• [Instrucciones]:
- a) Resume en menos palabras el párrafo del texto sobre Puerto Hurraco que empieza con "Puerto Hurraco figura en nuestra memoria". Conserva sus datos principales.
- b) Según el texto sobre Puerto Hurraco, ¿a cuántos vecinos mataron a tiros de escopeta los dos hermanos?
- c) Prolonga el texto sobre Puerto Hurraco a partir de la última frase.
=== Texto proporcionado ===
30 AÑOS DE PUERTO
HURRACO
Tomás Martín Tamayo
tomasmartintamayo@gmail.com
“El séptimo día”, película dirigida por
Carlos Saura e interpretada por Juan Diego y José Luis Gómez, está inspirada en
la masacre de Puerto Hurraco, hace ahora 30 años. Ray Loriga escribió un guion
muy ajustado y durante el rodaje me llamaron de la productora por si quería
colaborar en la “fidelización de los personajes”, los hermanos Antonio y Emilio
Izquierdo, a los que tenía como alumnos en el Centro Penitenciario de Badajoz. Recomendable para
los que quieran aproximarse a los hechos,
pero la mejor película, la mejor definición y el mejor relato lo hizo Brígido
Fernández, fotógrafo de HOY, en una instantánea desgarradora que dio la vuelta
al mundo.
Puerto
Hurraco figura en nuestra memoria como sinónimo de visceralidad, cerrilismo y
odio ancestral porque un mal día dos hermanos, con el alma corroída por el
odio, decidieron verter sobre sus
vecinos toda la irracionalidad que llevaban dentro. Desde entonces el nombre de
Puerto Hurraco tiene resonancias que no merece y, tal vez para siempre, su
suerte quedará ligada a la masacre que por sus calles protagonizaron los hermanos
Izquierdo, azuzados por el resentimiento de Ángela y Luciana, sus hermanas.
Un día negro
de agosto de 1990, los dos hermanos decidieron consumar la venganza que los
cegaba y a tiros de escopeta mataron a nueve de sus vecinos, de forma indiscriminada,
porque su odio alcanzaba a todo el pueblo, resucitando a la Extremadura
profunda que sólo existe en las testas anquilosadas de muchos desinformados,
porque el síndrome de «los Izquierdo» no tiene cuna definida y dormita en cada
pueblo.
=== Listado de registros ===
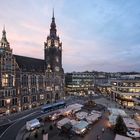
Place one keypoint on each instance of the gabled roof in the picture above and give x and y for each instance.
(29, 64)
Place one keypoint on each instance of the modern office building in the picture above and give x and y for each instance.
(79, 83)
(126, 90)
(27, 82)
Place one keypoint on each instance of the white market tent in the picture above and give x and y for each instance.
(80, 127)
(112, 119)
(71, 109)
(131, 123)
(92, 118)
(120, 137)
(116, 112)
(63, 122)
(73, 122)
(81, 115)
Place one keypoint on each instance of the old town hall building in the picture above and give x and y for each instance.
(27, 82)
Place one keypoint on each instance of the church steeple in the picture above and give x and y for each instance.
(53, 26)
(3, 42)
(4, 34)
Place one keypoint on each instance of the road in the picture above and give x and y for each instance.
(10, 130)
===
• [Resultados del ejercicio]:
- a) Puerto Hurraco se recuerda como sinónimo de visceralidad, cerrilismo y odio ancestral. Eso se debe a que dos hermanos llenos de odio descargaron toda su irracionalidad sobre sus vecinos. Desde entonces el nombre del pueblo tiene una fama que no merece. Quizá quede unido para siempre a la masacre de los hermanos Izquierdo, empujados por el resentimiento de sus hermanas Ángela y Luciana.

- b) A nueve vecinos.

- c)
Los tuve como
alumnos -es un decir- en el Centro Penitenciario de Badajoz y en ellos
identifico al eslabón perdido, al humano al que le falta un hervor para llegar
a serlo plenamente y al hombre a medio camino entre lo que somos y lo que
parecemos. No caeré en la exageración de señalarlos como irracionales, pero
ambos tenían un pellizco que los separaba de la normalidad. A los dos,
inseparables, encorvados y en contacto permanente, les gustaba dibujar
arabescos con bolígrafos de colores, que cogían como si fueran puñales. Los dos
pasaban horas rellenando cuadernos de caligrafía, los dos me pedían
interminables sumas, restas, multiplicaciones y los dos dibujaban círculos engarzados,
ayudándose con botones de diferentes tamaños. Siempre recelosos y acechantes,
lo hacían todo tan juntos que parecían un sólo hombre con dos cabezas, aunque
las dos pensaban lo mismo y a la misma hora. No se relacionaban con nadie, eran
monosilábicos y creo que en sus años de reclusión jamás salieron de ellos
mismos y nunca tuvieron curiosidad por ver lo que había fuera de sus cabezas.
Nada pedían y nada daban. Por no dar, no daban ni la lata.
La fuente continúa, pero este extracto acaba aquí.